• _TRECHO DO TEXTO_
A garantia do direito à educação é para todos; no entanto, o fenômeno evasão/abandono atinge as instituições de maneira geral. Desse modo, o acompanhamento do estudante torna-se imprescindível. Para Charlot (2005, p. 63), “[...] há uma relação estatística entre a origem social e o êxito ou o fracasso escolar, porque existe uma desigualdade social frente à escola”. Nesse sentido, ainda segundo o autor, “[...] ao constatar essa desigualdade social, é necessário entender como está se construindo e assim poder lutar contra ela”. Dessa forma, a instituição é desafiada permanentemente a se reformular para atender às contradições que se colocam no cotidiano escolar, em todas as suas modalidades de ensino. De acordo com Charlot (2013, p. 41), “[...] quando a escola seleciona os seus alunos, ela vive em uma situação de paz; quando ela se abre a novos públicos escolares ingressam também nela novas contradições”.
Partindo desse pressuposto teórico, é importante ressaltarmos a necessidade de um olhar sistêmico em relação ao acesso, à permanência e ao êxito do estudante. Nesse contexto, significa que o estudante tem o direito ao acesso e ao estabelecimento de uma trajetória acadêmica sem interrupções. Para tanto, as interrupções acadêmicas não devem ser banalizadas pela instituição, mas sim observadas de forma crítica, pois, por muitas vezes, a interrupção leva o aluno à evasão, e esta, por sua vez, expõe o aluno à situação de fracasso.
Para compreendermos a trajetória acadêmica dos estudantes inseridos por cotas raciais nos cursos superiores, optamos pela realização das entrevistas. Considerando a demanda de tempo que envolve a sua realização, foram selecionados os estudantes que já tivessem cursado mais de 50% do curso para nossa abordagem. Para esse recorte, as informações foram obtidas por meio do QA (dados dos alunos), o que resultou em 11 estudantes com progressão de 50% ou mais e 46 estudantes com menos de 50%. Assim definimos que a entrevista seria a amostra dos 11 discentes encontrados nos seguintes cursos: três estudantes do Curso de Engenharia; três estudantes do Curso de Engenharia Química; três estudantes do Curso de Design; um estudante do Curso de Tecnologia em Gestão Ambiental; um estudante do Curso de Saneamento Ambiental. Salientamos que nos cursos de Licenciatura em Computação e Tecnologia em Sistema para Internet não obtivemos a progressão necessária para o recorte estipulado, considerando que são cursos mais recentes na instituição.

• _LINHAS DE DADOS_
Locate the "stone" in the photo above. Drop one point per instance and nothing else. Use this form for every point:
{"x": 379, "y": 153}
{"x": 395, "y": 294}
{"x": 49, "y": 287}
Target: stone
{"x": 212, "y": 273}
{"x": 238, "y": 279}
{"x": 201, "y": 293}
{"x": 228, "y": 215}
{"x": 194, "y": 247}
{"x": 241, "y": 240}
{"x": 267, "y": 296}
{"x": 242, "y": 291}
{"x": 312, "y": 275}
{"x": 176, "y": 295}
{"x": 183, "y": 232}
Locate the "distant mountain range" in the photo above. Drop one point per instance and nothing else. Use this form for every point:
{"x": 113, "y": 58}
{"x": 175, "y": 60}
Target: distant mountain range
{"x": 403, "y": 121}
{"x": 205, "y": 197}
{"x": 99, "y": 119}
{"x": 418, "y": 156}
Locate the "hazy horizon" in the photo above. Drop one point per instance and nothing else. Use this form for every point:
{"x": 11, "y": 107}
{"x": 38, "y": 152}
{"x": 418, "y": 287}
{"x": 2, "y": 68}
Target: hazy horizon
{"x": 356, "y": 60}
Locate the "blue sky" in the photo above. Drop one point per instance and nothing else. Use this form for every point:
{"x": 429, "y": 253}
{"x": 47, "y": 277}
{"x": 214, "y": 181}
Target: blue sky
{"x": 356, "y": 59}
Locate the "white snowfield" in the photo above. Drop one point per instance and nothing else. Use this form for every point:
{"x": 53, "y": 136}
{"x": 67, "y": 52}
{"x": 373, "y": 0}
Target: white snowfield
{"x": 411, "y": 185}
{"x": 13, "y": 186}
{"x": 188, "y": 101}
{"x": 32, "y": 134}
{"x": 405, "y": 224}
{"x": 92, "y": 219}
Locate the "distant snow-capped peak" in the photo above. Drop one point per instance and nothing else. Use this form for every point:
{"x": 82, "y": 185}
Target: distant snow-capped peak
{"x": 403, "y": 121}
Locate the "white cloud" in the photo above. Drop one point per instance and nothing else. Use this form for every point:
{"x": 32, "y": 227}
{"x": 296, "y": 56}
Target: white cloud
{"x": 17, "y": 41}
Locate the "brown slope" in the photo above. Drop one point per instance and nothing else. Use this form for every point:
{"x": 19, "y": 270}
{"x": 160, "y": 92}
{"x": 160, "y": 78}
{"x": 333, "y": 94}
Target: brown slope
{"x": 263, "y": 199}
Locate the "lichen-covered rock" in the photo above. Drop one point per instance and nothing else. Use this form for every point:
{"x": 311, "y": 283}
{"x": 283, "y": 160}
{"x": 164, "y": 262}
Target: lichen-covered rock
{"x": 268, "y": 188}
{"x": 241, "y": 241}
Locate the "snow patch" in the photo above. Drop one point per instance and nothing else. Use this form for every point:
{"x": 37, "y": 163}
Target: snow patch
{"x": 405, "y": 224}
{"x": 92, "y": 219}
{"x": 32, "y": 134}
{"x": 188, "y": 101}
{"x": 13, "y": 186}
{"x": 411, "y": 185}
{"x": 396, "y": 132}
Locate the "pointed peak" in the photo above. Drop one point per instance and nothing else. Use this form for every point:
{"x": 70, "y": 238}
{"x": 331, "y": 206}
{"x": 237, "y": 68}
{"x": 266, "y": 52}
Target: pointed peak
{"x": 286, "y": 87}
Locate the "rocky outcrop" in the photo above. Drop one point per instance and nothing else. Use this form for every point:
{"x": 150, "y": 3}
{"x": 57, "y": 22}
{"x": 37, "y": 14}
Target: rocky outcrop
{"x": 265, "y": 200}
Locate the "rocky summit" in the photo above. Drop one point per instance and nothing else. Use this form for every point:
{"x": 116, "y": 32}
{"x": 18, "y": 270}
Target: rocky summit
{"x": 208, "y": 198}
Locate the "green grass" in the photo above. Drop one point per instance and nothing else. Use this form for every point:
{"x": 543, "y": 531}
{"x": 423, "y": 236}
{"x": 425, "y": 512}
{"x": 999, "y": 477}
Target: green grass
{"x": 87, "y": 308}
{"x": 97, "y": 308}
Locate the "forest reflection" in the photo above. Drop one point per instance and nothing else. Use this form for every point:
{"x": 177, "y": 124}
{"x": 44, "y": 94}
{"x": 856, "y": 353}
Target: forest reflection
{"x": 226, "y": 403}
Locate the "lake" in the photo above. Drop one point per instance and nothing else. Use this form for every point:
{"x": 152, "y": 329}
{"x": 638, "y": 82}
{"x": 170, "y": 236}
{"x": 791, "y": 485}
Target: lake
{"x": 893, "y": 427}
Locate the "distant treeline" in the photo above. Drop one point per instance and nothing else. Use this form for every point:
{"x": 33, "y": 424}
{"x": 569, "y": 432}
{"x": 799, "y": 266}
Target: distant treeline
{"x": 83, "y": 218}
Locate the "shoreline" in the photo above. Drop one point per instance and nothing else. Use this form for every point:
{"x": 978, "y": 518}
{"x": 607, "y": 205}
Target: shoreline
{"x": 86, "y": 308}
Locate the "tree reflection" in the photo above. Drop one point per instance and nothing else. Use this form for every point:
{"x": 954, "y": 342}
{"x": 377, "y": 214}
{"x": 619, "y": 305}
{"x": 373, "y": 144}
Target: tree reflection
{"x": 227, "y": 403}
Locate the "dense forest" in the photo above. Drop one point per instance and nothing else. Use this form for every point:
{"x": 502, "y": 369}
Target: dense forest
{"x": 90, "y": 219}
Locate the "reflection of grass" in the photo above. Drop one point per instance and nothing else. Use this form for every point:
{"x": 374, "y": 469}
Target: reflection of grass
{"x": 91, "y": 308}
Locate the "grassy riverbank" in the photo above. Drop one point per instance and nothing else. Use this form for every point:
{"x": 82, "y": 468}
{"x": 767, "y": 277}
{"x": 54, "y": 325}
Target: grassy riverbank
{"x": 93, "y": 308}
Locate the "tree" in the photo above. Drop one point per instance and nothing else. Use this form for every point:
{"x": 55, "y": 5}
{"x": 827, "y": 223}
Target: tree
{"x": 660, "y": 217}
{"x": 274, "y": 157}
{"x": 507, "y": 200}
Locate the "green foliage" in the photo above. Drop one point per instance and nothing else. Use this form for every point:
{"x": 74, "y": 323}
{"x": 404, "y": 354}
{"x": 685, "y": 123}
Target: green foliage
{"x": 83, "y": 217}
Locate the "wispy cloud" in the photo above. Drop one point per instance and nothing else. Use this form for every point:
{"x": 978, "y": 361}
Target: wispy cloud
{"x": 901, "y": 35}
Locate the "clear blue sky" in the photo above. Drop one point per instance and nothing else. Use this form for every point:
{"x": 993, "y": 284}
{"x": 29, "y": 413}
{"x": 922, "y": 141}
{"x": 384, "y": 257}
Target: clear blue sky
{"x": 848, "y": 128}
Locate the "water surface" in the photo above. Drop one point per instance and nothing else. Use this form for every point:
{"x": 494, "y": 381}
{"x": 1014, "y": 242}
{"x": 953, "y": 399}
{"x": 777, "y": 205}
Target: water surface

• _PROBLEMA PROPOSTO_
Segundo o trecho sobre evasão e cotas raciais, quantos estudantes tinham progressão de 50% ou mais no curso, por favor? A listagem não é necessária para esta tarefa.

• _RESPOSTA COMPLETA_
Eram 11 estudantes com progressão de 50% ou mais.